START TEXT PROVIDED

Oh, so "C2_v2_england_controls" means "COVID-19 positive (controls include untested), only patients from centers in England". So they had a COVID illness but not everyone was confirmed with a lab test? I guess that means both groups were COVID positive and having both associations makes sense.

 

I think Leptin (LEP in figure 2B) is also showing up again, as in the study by Beentjes et al?

 

Good catch! Leptin seems to have come up in quite a few ME/CFS studies if I remember right. MEpedia (link) has some links to those.

 

I'm not sure I follow. The GWAS returned genes significant between people who have and have not had COVID. Since they're genes, they won't have anything to do with age. Maybe there are genes that affect what occupation they got, but that's still on the causal pathway between genes and getting COVID. I think it's fair to point out that's it's one of the highest associations out of 4000 conditions, even if getting to the bottom of why they're associated will have to come later.

END TEXT PROVIDED
START RECORDED INFORMATION

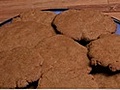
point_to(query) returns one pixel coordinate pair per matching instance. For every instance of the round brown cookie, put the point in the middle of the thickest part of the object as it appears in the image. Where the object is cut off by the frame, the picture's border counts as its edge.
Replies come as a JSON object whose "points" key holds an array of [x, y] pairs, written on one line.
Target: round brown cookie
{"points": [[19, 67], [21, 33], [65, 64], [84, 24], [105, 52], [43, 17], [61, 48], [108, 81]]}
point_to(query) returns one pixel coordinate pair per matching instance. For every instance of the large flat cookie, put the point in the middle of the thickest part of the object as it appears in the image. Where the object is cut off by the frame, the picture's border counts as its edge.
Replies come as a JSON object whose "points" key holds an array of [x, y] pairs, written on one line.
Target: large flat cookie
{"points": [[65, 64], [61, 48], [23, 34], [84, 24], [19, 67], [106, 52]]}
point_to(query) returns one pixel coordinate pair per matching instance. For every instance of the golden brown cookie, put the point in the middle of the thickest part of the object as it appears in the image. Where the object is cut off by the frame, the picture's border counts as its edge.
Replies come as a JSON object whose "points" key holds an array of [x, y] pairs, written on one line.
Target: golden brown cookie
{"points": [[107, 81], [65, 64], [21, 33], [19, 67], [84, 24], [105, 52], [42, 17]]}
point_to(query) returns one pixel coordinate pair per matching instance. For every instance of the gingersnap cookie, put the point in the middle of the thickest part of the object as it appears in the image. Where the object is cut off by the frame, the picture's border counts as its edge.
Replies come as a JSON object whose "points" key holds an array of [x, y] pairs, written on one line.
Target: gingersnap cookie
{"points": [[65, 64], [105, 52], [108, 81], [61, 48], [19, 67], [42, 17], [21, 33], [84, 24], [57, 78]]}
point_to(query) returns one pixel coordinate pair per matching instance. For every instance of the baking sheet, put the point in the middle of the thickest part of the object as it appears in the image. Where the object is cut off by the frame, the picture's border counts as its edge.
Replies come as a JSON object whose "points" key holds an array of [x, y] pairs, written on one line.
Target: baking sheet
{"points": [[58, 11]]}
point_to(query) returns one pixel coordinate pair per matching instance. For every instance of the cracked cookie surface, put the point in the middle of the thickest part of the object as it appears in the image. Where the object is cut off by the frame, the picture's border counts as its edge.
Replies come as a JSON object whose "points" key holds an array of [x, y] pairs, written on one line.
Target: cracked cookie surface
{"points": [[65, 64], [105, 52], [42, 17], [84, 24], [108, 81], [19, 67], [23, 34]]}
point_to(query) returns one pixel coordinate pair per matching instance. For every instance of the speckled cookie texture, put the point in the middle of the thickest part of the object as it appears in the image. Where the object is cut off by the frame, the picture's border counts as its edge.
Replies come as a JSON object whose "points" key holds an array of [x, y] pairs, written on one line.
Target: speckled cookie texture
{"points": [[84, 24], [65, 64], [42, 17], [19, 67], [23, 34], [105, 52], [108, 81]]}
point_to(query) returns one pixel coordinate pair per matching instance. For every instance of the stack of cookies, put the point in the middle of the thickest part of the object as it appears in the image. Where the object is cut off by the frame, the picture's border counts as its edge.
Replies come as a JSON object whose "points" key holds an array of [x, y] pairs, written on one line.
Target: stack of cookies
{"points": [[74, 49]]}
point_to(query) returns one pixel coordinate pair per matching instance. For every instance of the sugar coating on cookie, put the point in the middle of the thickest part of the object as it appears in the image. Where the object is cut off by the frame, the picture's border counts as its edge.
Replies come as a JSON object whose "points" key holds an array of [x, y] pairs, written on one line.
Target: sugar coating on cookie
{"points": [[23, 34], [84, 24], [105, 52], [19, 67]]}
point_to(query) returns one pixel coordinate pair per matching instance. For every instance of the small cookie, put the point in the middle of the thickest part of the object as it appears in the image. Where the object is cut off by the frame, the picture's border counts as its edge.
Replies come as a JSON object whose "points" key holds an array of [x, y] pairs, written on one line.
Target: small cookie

END RECORDED INFORMATION

## WHAT IS REQUIRED
Carry the forum thread about COVID genetic associations forward from the point where it stops. The records are separate material and have no connection to the forum thread.

## ANSWER TO THE EXERCISE
Though I'm not sure this correlation is very interesting anyway, if it turns out there are post-COVID ME/CFS participants in this study, since it's likely the reason some of them have ME/CFS is because they got COVID which would be more likely if they have genes for COVID susceptibility. [Edit: But it'd at least be a sort of replication of the genes for COVID susceptibility in this case.]

I don't know exactly what this methodology is, but I'm thinking it's something along the lines of seeing if the p-values for these genes in other GWAS were significant. So it would only let them know if the gene is correlated, but not which direction.

 

I think figures A and B are looking at rare variants and C and D are looking at common variants, so there should be some differences. And I think Fig. D is using genes from a specific other study (ref 38, Lammi 2023) that used data other than the UK Biobank, which was used in Figs. A and B.

 

You're saying the genes for COVID in the UK Biobank are essentially mostly random and meaningless? "Bad luck" is randomness, which is what significance tests are used to rule out. If they were split into COVID and control only or mainly based on random chance, then there should be minimal findings from the GWAS. Maybe a few irrelevant genes by chance would pass the threshold, but it's no different from any other disease in any other GWAS.

Yes, some people in the control group were probably asymptomatic. That doesn't really change the findings. In that case the genes are associated with COVID which is bad enough to cause symptoms.

Apart from that, I think it would be quite the coincidence for COVID (and depression) to show up in the top 10 out of over 4000 conditions when compared to ME/CFS, considering the connections that can be made between these and ME/CFS, if the genes for COVID in the UK Biobank were effectively random.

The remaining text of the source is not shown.